## start Page
I'm a 37 year-old Electrical Engineer with a BSEE and 12 years of experience. I was laid off last week, and have been considering a career change (I've had enough of electrical design). I've used computers for the past 20 years as a hobby (building computers, playing games, information resource, personal work), but have never programmed. I'm the guy to whom my family and friends come with all their computer problems. Smilie

I'd like to break into the UNIX field (interested in HP UX), but I'm not sure what education I would need to do so. Do I merely need to be certified to apply for HP UX positions? Do I need to attend a university?

Also, based on my passion for working with computers (especially gaming), what other career paths would you recommend?

I currently reside in Mesa (part of Phoenix metro), Arizona.

Any guidance would be GREATLY appreciated! You guys are the experts, so I know I've come to the right place. Smilie

Thanks!

- Dan
# 2  
Old 10-05-2001
First the bad news: After 12 years as an engineer, you were probably making a pretty decent salary. Since you have limited Unix experience, you might only be able to find an entry level position, so you would probably end up taking a pay cut.
## end Page
## start Record excerpts
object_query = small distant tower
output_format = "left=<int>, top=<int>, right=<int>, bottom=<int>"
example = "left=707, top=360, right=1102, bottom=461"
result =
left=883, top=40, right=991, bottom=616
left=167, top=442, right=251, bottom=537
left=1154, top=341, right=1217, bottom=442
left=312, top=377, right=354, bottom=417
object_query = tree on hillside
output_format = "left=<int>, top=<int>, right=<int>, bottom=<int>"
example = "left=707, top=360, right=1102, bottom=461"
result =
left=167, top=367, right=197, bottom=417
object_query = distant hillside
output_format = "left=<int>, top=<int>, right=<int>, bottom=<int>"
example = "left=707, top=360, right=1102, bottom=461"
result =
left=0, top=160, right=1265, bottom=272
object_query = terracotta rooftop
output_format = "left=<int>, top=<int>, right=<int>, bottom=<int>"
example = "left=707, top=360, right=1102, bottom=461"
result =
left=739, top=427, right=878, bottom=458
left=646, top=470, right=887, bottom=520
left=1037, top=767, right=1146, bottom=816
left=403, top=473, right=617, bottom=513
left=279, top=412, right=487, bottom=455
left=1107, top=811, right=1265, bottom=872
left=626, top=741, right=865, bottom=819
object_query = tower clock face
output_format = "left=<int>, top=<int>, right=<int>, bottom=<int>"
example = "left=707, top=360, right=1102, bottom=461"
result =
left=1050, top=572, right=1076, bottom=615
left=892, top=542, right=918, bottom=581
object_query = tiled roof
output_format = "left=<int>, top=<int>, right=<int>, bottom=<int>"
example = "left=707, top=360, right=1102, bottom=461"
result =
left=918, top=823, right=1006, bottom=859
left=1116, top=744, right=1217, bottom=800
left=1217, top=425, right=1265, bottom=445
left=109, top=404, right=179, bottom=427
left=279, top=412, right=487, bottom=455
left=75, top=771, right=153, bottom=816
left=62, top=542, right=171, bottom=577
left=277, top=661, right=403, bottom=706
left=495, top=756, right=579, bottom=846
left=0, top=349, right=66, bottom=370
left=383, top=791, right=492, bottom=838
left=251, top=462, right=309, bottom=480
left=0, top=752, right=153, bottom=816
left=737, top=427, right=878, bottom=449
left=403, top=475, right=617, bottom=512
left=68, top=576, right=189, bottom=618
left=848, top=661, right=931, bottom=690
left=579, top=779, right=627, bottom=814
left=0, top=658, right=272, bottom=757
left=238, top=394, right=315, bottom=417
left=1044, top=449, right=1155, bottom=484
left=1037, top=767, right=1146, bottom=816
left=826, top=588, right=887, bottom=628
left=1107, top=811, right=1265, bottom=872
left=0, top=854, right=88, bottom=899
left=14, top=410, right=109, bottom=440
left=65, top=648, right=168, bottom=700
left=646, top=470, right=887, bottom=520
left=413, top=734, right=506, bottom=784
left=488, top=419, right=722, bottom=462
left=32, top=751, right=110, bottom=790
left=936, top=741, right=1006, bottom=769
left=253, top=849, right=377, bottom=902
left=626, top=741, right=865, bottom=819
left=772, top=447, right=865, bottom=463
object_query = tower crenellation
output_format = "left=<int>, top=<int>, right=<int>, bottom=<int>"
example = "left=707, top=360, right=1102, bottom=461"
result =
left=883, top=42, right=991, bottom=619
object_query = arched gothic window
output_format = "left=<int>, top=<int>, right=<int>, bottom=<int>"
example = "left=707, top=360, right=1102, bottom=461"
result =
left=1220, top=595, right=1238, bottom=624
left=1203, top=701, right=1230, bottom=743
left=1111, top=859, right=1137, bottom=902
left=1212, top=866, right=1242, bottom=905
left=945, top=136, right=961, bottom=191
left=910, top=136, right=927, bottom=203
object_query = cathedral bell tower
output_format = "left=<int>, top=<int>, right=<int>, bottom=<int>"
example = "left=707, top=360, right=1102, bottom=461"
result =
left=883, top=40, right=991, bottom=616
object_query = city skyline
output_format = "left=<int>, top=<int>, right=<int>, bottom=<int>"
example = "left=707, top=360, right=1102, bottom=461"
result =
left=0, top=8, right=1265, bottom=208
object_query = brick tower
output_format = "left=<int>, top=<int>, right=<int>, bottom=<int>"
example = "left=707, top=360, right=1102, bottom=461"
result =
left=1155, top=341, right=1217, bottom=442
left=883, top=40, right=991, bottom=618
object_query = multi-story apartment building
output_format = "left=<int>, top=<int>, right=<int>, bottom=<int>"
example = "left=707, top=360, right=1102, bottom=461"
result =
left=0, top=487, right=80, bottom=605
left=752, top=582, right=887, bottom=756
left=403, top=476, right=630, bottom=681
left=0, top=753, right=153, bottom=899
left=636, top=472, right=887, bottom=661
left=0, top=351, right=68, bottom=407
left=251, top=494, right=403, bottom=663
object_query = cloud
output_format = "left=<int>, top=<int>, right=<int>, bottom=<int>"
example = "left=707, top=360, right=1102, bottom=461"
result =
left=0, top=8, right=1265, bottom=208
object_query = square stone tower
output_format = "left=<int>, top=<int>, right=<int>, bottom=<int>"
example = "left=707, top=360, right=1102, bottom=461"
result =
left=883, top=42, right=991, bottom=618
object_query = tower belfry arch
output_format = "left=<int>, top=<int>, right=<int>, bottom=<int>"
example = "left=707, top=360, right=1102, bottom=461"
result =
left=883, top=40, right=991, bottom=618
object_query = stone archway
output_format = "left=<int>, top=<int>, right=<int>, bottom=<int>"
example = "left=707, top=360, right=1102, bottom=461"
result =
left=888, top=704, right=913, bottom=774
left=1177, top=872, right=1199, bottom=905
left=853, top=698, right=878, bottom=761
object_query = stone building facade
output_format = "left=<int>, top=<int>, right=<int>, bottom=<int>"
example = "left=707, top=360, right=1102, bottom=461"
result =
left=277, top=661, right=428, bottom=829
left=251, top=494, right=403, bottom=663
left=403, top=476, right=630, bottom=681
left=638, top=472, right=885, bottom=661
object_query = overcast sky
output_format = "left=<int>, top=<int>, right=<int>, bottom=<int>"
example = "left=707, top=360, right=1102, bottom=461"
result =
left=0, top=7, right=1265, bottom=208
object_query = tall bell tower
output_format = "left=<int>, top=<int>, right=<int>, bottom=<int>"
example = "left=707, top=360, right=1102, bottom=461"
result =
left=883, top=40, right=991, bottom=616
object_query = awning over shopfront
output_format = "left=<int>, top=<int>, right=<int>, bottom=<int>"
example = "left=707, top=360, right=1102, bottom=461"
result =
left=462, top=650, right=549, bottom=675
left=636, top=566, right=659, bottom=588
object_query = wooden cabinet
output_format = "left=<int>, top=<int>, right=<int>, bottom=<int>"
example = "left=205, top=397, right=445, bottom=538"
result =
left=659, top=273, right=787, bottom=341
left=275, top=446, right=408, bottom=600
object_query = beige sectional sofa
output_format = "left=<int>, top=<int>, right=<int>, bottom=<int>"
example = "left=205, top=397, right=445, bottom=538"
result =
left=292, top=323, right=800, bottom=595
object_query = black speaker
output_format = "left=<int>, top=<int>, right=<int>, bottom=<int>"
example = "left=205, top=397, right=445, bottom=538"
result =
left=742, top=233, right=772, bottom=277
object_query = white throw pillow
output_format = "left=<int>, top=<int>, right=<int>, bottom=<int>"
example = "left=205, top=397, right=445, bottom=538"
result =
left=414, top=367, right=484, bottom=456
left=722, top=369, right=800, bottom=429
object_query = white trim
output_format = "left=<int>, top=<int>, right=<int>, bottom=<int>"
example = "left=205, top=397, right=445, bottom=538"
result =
## end Record excerpts
→ Tasks to complete
[1] Answer these questions about the career-change post:
(a) How many years of experience does the writer have?
(b) Which UNIX variant does the writer say they are interested in?
(c) According to the reply dated 10-05-2001, what would the writer probably end up taking?
[2] Go on with the career-change post, picking up after its last sentence.

→ Answers
[1]
(a) 12 years
(b) HP UX
(c) A pay cut

[2]
Since you are asking this question I assume you are willing to live with that. The good news is that you do not have to be certified to land a decent Unix job. Of course many employers will be happy if you are certified, but I have yet to find any that require it. Certification has been discussed several times here in the past, and the general consensus has been that certification is only one step in the career process, with experience generally being a much more important factor to your overall marketability.

If you are serious about this career path, I would suggest learning all you can. Check the forums for some good book recommendations. Install some version of Unix on a spare home machine if you haven't already. Try to become familiar with some of the details of the system. Many community colleges offer classes in Unix Basics and/or System Administration -- they are often a good inexpensive way to get some hands-on exposure.

It sounds as though your knowledge of computers in general is reasonably high -- I would guess that you could step into a Junior Sys Admin position pretty easily if you spend the time to learn some of the basics, and the company is willing to offer you some training. Maybe try to leverage your strengths by looking for a job in which you would be supporting systems for an engineering firm/department.


Just my 2 cents...

Good luck
# 3  
Old 10-09-2001
HP-UX is a good choice, although not the easiest on the wallet to master Smilie .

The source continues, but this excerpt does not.